#### [DATA]
· · · ·

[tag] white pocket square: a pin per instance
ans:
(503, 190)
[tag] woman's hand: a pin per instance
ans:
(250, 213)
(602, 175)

· · · ·

#### [GOAL]
Convert every line of the items above into a Markdown table with the columns "Row" and "Item line", numbering the rows in order and omitting blank lines.

#### [SOLUTION TO THIS EXERCISE]
| Row | Item line |
|---|---|
| 1 | [tag] white pocket square: a pin per instance |
| 2 | ans: |
| 3 | (503, 190) |
| 4 | [tag] woman's hand: a pin per instance |
| 5 | ans: |
| 6 | (250, 213) |
| 7 | (602, 175) |